=== EXTRACTED ENTRIES ===
⟨
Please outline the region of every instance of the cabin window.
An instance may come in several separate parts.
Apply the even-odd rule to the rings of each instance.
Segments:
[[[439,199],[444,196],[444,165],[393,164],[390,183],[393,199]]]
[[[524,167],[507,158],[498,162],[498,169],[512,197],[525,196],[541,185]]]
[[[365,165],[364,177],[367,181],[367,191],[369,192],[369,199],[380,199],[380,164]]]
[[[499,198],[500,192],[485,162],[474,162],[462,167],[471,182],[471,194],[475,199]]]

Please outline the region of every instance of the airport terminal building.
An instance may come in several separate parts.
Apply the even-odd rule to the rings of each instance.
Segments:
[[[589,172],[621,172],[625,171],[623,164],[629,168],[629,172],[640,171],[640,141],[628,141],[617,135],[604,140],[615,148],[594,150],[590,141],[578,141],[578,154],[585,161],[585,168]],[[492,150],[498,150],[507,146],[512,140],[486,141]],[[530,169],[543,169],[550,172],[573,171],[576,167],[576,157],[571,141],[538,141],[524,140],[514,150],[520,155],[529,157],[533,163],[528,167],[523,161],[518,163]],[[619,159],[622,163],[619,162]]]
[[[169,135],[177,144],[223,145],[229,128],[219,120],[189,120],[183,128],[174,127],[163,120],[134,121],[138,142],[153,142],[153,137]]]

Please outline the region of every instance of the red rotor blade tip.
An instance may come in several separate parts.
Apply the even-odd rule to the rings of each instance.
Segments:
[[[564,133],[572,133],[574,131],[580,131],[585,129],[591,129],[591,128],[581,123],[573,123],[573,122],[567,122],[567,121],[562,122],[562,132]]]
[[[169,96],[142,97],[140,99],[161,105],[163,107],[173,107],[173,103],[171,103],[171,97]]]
⟩
⟨
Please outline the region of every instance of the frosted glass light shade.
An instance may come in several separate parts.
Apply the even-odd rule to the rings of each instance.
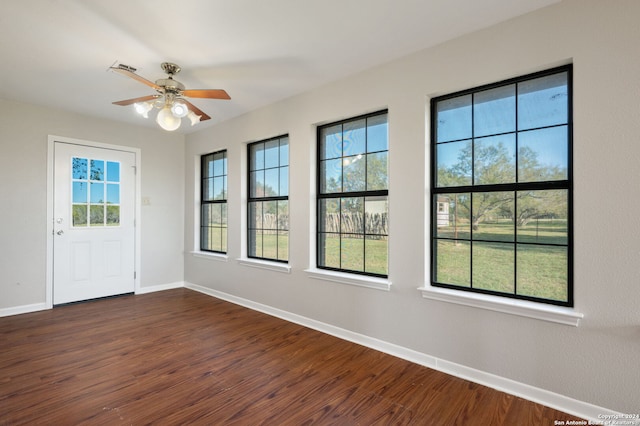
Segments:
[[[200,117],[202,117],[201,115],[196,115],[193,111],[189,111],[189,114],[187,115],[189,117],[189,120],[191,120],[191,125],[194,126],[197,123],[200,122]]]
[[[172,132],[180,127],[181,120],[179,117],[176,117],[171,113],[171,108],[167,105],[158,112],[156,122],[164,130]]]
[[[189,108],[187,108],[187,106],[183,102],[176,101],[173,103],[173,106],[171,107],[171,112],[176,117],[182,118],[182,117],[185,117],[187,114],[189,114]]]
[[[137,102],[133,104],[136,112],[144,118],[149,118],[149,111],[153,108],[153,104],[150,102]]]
⟩
=== WHAT IS REQUIRED ===
Go through the entries. Report every line that contains the word "Please".

=== RESPONSE TO THE TASK ===
Please outline the region of every instance of the cabin window.
Please outline the region of every instance of the airport terminal building.
Please outline the region of every instance of the red rotor blade tip.
Please outline the region of every instance of the frosted glass light shade.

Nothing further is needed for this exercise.